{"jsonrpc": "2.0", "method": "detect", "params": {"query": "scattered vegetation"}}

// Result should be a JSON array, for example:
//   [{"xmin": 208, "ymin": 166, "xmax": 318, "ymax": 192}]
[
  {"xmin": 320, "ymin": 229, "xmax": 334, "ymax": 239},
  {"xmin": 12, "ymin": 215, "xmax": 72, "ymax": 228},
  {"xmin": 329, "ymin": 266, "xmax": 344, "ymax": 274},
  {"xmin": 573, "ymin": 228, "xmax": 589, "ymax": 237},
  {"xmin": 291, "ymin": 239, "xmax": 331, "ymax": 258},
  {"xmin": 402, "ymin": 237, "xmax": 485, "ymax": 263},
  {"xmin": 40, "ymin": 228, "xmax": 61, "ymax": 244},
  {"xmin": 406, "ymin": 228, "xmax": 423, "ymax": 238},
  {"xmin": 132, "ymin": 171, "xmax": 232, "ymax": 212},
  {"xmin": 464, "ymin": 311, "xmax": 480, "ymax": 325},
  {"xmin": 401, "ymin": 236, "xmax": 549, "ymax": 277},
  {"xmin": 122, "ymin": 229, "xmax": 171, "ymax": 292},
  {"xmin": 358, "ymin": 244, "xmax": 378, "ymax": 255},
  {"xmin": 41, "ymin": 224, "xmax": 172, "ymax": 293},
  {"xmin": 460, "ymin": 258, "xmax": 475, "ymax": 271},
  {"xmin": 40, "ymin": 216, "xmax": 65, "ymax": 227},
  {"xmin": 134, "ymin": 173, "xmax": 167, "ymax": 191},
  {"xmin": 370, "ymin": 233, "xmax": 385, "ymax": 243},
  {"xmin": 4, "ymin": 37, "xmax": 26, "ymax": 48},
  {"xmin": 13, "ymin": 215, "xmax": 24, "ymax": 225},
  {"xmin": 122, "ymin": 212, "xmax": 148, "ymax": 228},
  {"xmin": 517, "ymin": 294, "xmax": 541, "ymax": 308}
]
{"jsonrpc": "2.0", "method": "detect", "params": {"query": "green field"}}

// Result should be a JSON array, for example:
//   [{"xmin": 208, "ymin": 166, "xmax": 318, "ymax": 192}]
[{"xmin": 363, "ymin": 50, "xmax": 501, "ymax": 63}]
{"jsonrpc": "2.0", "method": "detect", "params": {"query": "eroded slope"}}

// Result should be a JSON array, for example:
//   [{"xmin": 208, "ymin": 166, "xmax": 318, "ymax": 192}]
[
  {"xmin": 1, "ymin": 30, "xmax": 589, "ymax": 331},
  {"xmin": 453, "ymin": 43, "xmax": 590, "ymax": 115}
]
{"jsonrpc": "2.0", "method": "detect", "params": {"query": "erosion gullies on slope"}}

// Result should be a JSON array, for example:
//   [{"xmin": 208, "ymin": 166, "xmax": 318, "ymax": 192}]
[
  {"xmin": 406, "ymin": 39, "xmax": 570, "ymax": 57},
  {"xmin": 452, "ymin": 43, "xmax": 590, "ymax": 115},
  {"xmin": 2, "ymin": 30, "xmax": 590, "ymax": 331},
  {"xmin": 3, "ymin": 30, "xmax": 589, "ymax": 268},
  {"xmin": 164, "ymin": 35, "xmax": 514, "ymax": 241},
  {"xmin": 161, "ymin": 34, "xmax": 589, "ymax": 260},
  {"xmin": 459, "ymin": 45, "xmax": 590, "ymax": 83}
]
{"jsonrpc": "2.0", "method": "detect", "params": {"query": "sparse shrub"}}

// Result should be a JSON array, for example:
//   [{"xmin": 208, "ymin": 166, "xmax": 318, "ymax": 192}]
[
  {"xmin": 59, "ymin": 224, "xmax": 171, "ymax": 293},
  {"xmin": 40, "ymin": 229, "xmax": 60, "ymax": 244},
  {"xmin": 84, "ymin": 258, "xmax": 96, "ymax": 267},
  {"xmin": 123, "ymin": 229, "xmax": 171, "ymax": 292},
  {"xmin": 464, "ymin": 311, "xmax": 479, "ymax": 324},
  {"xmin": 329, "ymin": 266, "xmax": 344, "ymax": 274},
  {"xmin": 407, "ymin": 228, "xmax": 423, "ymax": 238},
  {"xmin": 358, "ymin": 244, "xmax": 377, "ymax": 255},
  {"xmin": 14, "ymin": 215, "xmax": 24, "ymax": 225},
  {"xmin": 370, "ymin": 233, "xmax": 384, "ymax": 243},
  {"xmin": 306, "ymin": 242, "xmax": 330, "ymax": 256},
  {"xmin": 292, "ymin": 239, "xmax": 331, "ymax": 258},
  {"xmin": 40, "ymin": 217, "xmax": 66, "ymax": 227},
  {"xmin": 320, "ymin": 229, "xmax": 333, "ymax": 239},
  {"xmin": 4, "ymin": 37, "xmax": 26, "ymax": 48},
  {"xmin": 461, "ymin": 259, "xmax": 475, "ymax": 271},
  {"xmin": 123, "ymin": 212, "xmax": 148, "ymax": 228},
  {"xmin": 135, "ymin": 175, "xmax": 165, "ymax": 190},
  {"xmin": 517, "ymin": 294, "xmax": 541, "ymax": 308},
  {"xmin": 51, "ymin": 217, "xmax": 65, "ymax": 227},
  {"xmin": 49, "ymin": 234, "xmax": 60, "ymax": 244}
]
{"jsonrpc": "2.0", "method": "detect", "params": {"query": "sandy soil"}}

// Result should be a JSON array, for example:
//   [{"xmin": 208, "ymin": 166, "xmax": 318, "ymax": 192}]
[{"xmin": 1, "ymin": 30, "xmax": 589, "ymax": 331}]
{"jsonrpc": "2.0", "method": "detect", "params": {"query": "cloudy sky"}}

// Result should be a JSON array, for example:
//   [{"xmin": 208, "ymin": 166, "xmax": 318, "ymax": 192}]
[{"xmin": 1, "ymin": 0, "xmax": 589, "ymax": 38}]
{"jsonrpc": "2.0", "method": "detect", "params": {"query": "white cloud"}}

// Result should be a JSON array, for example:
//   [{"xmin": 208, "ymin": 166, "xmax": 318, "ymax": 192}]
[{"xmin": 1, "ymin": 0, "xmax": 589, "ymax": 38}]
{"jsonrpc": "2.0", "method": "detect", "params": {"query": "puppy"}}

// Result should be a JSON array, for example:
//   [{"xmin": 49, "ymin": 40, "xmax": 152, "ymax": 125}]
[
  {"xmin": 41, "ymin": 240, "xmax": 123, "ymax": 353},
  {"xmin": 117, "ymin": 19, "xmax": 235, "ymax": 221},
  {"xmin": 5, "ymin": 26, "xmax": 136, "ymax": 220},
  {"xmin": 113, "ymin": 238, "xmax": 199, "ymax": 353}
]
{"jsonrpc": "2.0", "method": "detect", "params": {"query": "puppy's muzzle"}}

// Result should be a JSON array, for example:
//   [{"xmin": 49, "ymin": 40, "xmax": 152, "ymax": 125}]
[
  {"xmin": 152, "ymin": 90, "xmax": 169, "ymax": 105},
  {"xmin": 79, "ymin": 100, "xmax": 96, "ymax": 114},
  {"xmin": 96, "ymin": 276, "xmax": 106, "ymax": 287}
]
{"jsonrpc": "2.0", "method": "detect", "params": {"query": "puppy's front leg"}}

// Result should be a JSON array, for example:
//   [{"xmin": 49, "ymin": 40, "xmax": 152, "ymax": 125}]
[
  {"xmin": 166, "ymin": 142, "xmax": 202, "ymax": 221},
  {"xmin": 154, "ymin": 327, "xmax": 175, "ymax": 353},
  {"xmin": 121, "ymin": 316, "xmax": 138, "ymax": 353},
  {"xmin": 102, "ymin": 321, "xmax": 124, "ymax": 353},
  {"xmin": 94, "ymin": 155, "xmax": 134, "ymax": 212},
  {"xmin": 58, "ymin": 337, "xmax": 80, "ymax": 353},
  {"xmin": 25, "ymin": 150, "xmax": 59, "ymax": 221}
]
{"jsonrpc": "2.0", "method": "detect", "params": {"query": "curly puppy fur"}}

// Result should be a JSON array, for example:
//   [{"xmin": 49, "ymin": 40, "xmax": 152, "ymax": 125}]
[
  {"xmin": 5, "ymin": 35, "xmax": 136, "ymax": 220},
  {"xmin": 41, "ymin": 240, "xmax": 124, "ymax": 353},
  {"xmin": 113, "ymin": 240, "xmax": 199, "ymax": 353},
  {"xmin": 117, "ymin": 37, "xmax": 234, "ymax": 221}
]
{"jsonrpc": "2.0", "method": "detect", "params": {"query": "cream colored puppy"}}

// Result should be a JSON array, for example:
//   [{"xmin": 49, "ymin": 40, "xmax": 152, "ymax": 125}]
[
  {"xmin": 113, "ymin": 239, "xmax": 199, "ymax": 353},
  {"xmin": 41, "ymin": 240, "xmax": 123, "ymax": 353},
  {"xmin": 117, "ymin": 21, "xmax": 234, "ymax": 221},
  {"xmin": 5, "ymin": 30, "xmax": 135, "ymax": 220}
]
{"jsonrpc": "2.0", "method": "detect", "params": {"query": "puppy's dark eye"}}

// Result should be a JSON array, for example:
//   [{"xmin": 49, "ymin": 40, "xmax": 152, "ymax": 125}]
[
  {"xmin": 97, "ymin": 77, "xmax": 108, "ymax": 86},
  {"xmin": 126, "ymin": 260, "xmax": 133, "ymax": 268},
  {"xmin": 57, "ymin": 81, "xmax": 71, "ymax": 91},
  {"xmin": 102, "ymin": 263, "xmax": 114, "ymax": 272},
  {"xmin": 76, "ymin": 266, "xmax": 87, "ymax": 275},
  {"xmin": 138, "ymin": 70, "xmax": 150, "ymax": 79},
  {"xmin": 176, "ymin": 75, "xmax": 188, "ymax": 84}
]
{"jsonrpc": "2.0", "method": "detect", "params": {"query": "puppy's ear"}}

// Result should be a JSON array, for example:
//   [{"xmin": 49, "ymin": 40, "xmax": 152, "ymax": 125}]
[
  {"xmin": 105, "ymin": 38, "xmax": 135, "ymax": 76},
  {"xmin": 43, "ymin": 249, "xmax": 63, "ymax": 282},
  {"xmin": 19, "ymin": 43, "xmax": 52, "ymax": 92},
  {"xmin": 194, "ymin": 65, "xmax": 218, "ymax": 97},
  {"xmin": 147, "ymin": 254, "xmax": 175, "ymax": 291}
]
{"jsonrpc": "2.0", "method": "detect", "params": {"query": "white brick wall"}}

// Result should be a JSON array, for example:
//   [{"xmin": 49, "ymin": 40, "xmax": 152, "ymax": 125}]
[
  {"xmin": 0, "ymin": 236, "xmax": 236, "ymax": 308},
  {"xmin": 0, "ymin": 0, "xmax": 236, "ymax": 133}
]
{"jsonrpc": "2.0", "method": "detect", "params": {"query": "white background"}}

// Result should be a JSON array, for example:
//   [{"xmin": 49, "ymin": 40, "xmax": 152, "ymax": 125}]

**********

Work instructions – Among the lines above, return those that hold the word "slope".

Output below –
{"jsonrpc": "2.0", "method": "detect", "params": {"query": "eroded slope"}}
{"jsonrpc": "2.0", "method": "detect", "params": {"query": "erosion gullies on slope"}}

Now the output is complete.